* _Trecho de origem_
Se eu fosse fazer o terceiro livro de crônicas, teria uma
dificuldade adicional. Digo adicional porque um livro de crônicas sempre nos
coloca uma dúvida: elas sobreviverão? No futuro – que pode ser imediato –, os
possíveis leitores compreenderão o quê de poesia, de graça, de reflexão o texto
carrega? Eis o perigo. Mas, depois dos quatro piores anos da vida pública
brasileira pós-democracia, montar um livro com as crônicas daquela época pode
resultar numa antologia mal-humorada, revoltada, chiliquenta: tudo que a
crônica não é ou não quer ser.
O Xico Sá, por exemplo, lançou recentemente, pela e-galáxia,
“Cão mijando no caos”, uma reunião de crônicas escritas ao sabor da indignação.
A meu ver, o livro não sofre dos problemas que antevejo porque seu autor
recorre ao humor, sem cair numa espécie de fuga, além de se valer de uma
escrita rica, inteligente, surpreendente até. Xico Sá nasceu no Crato – uma das
cidades do Cariri, Ceará – e, ao assistir a seus parentes receberem o canudo
universitário, ouve os ecos do discurso de David Foster Wallace lido em uma
formatura nos Estados Unidos. É nesse cruzar de mundos e referências que suas
crônicas fogem do lamento, ganham estilo e se sustentam.

* _Material exibido_
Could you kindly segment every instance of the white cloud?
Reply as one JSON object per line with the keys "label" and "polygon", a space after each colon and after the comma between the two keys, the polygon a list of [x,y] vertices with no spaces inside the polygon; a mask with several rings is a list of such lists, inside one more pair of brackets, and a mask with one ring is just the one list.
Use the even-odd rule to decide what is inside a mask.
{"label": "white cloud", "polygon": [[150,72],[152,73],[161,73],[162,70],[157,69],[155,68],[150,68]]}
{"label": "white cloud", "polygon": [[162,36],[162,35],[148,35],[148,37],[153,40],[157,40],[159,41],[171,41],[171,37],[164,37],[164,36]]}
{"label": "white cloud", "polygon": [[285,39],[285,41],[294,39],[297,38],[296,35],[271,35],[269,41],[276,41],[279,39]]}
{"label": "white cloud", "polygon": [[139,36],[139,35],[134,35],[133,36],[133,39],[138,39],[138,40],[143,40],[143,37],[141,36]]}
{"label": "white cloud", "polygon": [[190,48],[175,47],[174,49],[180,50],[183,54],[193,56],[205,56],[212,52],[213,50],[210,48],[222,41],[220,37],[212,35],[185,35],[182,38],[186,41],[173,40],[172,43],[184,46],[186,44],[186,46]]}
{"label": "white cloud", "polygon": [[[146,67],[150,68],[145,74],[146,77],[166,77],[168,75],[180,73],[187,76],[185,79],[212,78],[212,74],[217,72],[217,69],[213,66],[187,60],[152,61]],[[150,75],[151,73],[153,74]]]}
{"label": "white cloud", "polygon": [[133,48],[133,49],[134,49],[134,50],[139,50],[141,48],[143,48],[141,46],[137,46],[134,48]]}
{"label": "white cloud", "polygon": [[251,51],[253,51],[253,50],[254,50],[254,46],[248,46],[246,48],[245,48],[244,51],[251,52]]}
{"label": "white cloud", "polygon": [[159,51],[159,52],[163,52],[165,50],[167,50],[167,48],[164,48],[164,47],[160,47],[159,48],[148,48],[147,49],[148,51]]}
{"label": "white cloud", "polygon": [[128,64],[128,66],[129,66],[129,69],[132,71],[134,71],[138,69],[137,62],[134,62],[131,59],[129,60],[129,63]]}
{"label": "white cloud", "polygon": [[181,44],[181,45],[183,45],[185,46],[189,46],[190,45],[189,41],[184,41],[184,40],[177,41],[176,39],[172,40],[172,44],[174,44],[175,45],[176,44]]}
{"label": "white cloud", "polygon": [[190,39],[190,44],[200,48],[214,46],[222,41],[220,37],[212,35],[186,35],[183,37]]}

* _Objetivo_
Reproduza o trecho de origem entre "Se eu fosse" e "sabor da indignação.", inclusive, atualizando-o com "risco" no lugar de "perigo".

* _Resposta completa_
Se eu fosse fazer o terceiro livro de crônicas, teria uma
dificuldade adicional. Digo adicional porque um livro de crônicas sempre nos
coloca uma dúvida: elas sobreviverão? No futuro – que pode ser imediato –, os
possíveis leitores compreenderão o quê de poesia, de graça, de reflexão o texto
carrega? Eis o risco. Mas, depois dos quatro piores anos da vida pública
brasileira pós-democracia, montar um livro com as crônicas daquela época pode
resultar numa antologia mal-humorada, revoltada, chiliquenta: tudo que a
crônica não é ou não quer ser.
O Xico Sá, por exemplo, lançou recentemente, pela e-galáxia,
“Cão mijando no caos”, uma reunião de crônicas escritas ao sabor da indignação.